[Collected data entries]

:::

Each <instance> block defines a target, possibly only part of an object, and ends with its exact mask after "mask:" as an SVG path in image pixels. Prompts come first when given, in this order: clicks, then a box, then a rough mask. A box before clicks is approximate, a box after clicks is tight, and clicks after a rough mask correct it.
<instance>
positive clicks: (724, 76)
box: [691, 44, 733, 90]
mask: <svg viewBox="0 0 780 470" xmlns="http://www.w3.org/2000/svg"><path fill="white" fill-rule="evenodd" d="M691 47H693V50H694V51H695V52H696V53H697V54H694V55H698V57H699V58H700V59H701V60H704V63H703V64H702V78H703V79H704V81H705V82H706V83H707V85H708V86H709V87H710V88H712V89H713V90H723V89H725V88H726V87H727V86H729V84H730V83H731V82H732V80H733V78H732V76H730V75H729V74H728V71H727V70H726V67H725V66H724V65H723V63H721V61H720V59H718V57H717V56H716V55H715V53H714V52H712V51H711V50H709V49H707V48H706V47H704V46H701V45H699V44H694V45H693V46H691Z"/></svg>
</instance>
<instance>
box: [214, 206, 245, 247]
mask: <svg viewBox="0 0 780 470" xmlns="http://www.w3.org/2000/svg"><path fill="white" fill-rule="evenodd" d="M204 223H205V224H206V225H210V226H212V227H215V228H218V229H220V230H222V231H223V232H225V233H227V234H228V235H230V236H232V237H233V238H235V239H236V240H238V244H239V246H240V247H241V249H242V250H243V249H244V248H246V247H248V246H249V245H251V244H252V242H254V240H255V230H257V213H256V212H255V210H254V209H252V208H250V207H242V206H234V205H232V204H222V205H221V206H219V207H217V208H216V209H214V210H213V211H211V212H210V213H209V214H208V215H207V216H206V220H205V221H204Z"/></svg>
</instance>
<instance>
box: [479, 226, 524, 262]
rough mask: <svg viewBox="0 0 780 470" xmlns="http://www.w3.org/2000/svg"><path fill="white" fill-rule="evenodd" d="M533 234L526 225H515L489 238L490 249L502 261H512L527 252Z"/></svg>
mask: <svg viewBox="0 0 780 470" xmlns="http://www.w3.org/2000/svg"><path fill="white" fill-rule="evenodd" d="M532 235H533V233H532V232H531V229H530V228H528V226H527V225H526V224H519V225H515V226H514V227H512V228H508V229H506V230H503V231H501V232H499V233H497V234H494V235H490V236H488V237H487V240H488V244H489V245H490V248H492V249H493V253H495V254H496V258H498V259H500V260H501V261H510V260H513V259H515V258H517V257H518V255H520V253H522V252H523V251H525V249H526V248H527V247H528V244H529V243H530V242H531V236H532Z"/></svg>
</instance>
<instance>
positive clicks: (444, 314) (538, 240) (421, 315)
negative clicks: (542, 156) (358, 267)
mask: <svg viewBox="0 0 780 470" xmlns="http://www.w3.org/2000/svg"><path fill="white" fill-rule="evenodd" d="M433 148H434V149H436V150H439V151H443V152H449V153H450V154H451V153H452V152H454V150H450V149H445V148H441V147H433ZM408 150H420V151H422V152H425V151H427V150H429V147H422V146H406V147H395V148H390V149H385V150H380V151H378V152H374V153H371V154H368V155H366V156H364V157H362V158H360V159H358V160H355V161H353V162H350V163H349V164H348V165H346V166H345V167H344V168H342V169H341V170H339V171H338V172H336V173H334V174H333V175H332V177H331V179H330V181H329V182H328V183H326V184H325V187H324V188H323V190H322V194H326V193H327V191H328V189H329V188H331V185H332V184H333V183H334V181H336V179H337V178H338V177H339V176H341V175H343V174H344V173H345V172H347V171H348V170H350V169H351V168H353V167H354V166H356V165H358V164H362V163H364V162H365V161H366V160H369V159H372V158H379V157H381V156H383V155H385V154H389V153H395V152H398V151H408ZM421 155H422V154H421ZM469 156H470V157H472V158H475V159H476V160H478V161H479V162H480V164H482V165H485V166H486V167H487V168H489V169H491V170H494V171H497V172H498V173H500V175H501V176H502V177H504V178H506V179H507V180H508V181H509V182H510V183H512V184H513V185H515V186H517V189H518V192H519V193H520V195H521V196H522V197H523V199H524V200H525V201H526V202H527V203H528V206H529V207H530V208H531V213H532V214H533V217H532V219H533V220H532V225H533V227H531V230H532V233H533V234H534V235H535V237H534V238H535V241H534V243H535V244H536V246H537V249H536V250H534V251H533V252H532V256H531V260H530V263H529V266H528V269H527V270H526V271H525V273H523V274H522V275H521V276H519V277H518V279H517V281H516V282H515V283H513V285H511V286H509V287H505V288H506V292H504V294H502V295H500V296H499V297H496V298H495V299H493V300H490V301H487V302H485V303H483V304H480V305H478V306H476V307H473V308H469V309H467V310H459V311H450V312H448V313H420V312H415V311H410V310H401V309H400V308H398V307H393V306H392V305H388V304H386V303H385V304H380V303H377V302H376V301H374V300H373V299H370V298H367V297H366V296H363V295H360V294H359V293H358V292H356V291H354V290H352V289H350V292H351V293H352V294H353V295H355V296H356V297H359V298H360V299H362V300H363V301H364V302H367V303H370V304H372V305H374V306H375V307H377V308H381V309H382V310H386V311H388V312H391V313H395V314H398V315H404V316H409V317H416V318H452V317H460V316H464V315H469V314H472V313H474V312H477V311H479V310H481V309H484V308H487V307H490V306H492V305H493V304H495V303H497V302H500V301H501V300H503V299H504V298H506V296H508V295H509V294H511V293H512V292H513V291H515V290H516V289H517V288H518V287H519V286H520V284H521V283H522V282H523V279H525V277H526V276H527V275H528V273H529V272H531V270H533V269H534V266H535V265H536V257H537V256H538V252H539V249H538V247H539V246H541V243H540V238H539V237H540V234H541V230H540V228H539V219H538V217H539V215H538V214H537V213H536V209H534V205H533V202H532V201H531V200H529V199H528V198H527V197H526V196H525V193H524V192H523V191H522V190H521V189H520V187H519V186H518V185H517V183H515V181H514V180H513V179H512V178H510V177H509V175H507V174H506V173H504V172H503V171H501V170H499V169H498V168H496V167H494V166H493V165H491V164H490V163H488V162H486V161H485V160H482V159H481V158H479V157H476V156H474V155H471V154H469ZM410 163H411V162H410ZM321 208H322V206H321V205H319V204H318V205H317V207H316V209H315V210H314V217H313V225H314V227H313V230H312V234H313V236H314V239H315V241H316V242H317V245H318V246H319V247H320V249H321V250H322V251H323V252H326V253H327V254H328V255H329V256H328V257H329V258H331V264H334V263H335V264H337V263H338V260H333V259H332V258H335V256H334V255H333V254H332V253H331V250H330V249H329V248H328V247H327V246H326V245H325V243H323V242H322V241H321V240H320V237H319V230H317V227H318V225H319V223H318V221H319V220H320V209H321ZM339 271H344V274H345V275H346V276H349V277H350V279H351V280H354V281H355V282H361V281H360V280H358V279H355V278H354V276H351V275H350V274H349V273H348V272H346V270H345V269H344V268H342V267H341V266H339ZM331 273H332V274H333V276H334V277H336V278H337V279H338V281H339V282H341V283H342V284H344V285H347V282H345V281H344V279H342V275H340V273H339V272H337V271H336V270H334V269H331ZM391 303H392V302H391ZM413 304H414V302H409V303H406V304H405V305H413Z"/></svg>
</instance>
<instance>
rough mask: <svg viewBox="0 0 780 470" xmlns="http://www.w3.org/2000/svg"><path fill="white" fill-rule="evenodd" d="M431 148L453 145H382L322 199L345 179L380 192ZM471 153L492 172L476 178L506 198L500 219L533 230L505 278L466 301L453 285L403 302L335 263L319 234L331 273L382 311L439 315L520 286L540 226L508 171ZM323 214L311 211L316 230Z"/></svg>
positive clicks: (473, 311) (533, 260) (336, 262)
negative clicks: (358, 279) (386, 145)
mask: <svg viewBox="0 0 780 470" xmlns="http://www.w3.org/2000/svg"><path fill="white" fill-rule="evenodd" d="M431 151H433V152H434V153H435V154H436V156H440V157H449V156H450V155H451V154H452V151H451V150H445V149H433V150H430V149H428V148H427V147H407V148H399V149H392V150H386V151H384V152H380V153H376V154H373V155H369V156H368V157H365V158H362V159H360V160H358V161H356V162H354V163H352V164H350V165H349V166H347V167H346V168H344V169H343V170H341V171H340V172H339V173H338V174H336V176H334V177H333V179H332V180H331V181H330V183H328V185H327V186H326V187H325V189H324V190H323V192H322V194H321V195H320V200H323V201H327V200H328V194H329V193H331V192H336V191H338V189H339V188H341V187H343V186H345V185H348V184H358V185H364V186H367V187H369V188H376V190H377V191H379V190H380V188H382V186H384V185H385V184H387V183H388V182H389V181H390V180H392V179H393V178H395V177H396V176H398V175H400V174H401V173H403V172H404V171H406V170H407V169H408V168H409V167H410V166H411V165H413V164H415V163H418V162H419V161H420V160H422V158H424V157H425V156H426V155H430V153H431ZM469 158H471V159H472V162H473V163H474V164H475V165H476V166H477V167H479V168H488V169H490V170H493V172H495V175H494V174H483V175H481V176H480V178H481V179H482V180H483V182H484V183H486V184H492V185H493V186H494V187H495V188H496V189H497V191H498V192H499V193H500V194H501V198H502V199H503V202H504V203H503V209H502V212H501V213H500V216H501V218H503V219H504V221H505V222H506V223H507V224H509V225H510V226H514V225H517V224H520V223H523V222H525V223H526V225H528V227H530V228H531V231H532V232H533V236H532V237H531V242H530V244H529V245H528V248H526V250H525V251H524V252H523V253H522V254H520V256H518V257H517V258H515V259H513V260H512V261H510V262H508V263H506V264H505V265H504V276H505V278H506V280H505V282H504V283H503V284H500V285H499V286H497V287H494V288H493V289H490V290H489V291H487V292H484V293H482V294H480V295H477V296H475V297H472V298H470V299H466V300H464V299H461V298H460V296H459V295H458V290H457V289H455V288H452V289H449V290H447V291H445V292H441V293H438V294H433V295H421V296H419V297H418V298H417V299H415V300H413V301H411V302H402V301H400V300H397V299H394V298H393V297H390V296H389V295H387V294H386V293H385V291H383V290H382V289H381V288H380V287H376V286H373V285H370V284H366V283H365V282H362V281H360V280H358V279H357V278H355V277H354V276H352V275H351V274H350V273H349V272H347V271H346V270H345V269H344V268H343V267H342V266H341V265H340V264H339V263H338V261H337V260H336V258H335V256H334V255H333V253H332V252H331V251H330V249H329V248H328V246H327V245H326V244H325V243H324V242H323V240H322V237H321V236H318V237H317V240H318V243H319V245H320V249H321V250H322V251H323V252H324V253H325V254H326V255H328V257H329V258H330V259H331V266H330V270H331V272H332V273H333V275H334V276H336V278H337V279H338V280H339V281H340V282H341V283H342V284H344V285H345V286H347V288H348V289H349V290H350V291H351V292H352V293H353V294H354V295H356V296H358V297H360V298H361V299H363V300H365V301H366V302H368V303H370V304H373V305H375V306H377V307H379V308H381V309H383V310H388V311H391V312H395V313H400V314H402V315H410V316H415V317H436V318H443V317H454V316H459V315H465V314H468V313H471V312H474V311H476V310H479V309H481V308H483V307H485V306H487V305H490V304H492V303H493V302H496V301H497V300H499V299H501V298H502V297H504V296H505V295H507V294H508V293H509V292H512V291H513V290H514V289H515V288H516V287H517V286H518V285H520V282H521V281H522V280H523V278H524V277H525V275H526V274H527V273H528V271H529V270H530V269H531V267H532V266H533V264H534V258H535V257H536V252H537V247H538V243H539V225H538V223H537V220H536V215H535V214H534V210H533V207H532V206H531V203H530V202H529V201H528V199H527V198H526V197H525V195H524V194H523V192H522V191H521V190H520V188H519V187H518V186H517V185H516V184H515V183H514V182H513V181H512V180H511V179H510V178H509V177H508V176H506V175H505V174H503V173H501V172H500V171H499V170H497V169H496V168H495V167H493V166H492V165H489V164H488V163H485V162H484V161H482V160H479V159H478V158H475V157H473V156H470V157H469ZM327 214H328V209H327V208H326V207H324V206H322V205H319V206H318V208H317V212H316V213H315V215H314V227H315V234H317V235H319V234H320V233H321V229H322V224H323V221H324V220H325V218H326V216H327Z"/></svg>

:::

◆ How to complete this task: Show all lines above holding "positive".

◆ Answer box:
positive clicks: (724, 76)
positive clicks: (444, 314) (538, 240) (421, 315)
positive clicks: (473, 311) (533, 260) (336, 262)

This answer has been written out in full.